### Task details
Retype every record below exactly as it appears.

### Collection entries
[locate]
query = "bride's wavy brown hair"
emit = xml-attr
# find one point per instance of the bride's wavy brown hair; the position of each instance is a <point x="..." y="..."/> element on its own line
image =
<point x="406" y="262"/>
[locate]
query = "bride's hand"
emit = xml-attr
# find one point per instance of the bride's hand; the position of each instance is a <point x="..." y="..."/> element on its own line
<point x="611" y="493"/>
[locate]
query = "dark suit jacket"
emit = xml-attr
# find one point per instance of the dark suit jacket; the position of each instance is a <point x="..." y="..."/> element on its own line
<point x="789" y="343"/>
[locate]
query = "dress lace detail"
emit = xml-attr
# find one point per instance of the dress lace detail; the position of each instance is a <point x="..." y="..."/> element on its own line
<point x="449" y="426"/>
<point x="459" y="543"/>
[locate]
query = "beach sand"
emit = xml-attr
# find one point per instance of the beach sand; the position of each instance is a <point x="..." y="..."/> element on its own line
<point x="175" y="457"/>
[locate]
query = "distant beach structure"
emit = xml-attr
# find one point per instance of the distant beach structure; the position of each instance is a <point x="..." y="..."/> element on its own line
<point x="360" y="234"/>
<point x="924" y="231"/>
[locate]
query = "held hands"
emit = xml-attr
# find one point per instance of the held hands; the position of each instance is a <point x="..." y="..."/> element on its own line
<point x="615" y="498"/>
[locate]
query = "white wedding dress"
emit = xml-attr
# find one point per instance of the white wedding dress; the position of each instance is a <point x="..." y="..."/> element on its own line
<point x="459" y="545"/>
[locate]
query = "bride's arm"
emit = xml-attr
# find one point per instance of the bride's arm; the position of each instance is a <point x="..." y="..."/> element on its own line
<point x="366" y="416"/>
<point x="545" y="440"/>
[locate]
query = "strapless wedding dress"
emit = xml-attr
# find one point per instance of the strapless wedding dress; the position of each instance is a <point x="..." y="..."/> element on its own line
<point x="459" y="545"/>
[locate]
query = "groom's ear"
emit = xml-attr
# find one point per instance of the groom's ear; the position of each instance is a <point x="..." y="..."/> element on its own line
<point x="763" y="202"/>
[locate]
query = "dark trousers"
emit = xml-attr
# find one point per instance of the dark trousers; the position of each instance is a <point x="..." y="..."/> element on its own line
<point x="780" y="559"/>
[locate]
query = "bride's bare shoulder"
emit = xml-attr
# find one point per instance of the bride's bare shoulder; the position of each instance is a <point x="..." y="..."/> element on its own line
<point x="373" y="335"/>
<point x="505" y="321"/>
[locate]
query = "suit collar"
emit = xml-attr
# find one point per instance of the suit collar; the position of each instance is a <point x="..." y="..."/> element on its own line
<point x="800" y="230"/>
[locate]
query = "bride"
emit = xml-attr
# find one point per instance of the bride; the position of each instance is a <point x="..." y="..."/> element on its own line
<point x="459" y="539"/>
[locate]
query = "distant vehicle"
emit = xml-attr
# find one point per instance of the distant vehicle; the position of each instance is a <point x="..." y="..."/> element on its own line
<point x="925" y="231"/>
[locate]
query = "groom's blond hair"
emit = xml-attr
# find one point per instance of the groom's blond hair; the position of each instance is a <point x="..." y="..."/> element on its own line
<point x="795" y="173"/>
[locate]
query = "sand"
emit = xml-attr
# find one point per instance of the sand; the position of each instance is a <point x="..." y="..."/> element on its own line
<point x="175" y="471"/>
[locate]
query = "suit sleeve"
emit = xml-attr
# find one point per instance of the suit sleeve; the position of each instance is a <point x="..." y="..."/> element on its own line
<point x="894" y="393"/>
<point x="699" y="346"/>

### Response for this exercise
[locate]
query = "bride's wavy brown hair"
emit = xml-attr
# find one point per instance of the bride's wavy brown hair; the position of each instance is a <point x="..." y="..."/> element on its own line
image =
<point x="406" y="262"/>
[locate]
query = "bride's hand"
emit = xml-attr
# find one point per instance of the bride's hand; the position of each instance is a <point x="..." y="..."/> element on its own line
<point x="611" y="493"/>
[locate]
query = "dark suit jacket"
emit = xml-attr
# find one point per instance of the dark suit jacket; the position of each instance is a <point x="..." y="..."/> element on its own line
<point x="789" y="343"/>
[locate]
query = "dress lace detail"
emit = xml-attr
# find one point per instance of the dress lace detail; the position of each instance is a <point x="..." y="..."/> element on its own line
<point x="449" y="426"/>
<point x="459" y="543"/>
[locate]
query = "beach sand"
emit = xml-attr
# find one point per instance of the beach sand; the position of each instance is a <point x="..." y="..."/> element on its own line
<point x="175" y="457"/>
[locate]
query = "distant beach structure"
emit = xml-attr
# find one point per instance of the distant beach structure; the position of each instance is a <point x="..." y="..."/> element on its own line
<point x="360" y="234"/>
<point x="924" y="231"/>
[locate]
query = "held hands"
emit = xml-attr
# find one point per instance of the held hands; the position of each instance is a <point x="..." y="..."/> element on its own line
<point x="615" y="498"/>
[locate]
query = "white wedding dress"
emit = xml-attr
# find one point per instance of the white wedding dress; the position of each instance is a <point x="..." y="..."/> element on its own line
<point x="459" y="545"/>
[locate]
query = "bride's arm"
emit = xml-attr
# find one point per instance of the bride's arm; the position of each instance is a <point x="..." y="..."/> element on its own line
<point x="366" y="416"/>
<point x="545" y="440"/>
[locate]
query = "strapless wedding dress"
emit = xml-attr
# find one point per instance of the strapless wedding dress; the position of each instance is a <point x="..." y="..."/> element on its own line
<point x="459" y="545"/>
[locate]
query = "groom's ear"
emit = xml-attr
# find one point per instance of the groom's ear; the position of each instance is a <point x="..." y="..."/> element on its own line
<point x="763" y="202"/>
[locate]
query = "dark trousers"
emit = xml-attr
# find one point per instance of the dark trousers; the position of each instance is a <point x="..." y="..."/> element on its own line
<point x="780" y="559"/>
[locate]
query = "bride's bare shoulder"
emit = xml-attr
# find one point per instance of the bride's bare shoulder; the position of each instance is a <point x="..." y="..."/> element on its own line
<point x="373" y="335"/>
<point x="505" y="321"/>
[locate]
query = "suit collar"
emit = xml-attr
# find one point per instance of the suit collar; the position of each instance is a <point x="..." y="..."/> element on its own line
<point x="800" y="230"/>
[locate]
query = "bride"
emit = xml-attr
# find one point per instance of the bride; the position of each instance is a <point x="..." y="..."/> element on its own line
<point x="459" y="539"/>
[locate]
query = "distant vehicle"
emit = xml-attr
# find one point per instance of the distant vehicle; the position of each instance is a <point x="..." y="..."/> element on its own line
<point x="925" y="231"/>
[locate]
query = "groom's blond hair"
emit = xml-attr
# find one point per instance of the groom's blond hair; the position of each instance is a <point x="..." y="..."/> element on its own line
<point x="795" y="173"/>
[locate]
query = "sand"
emit = xml-attr
# find one point per instance of the sand; the position of each instance is a <point x="..." y="..."/> element on its own line
<point x="175" y="471"/>
[locate]
query = "suit sleeve"
emit = xml-attr
# find one point per instance of the suit sleeve; the position of each instance is a <point x="..." y="..."/> element on its own line
<point x="894" y="393"/>
<point x="699" y="346"/>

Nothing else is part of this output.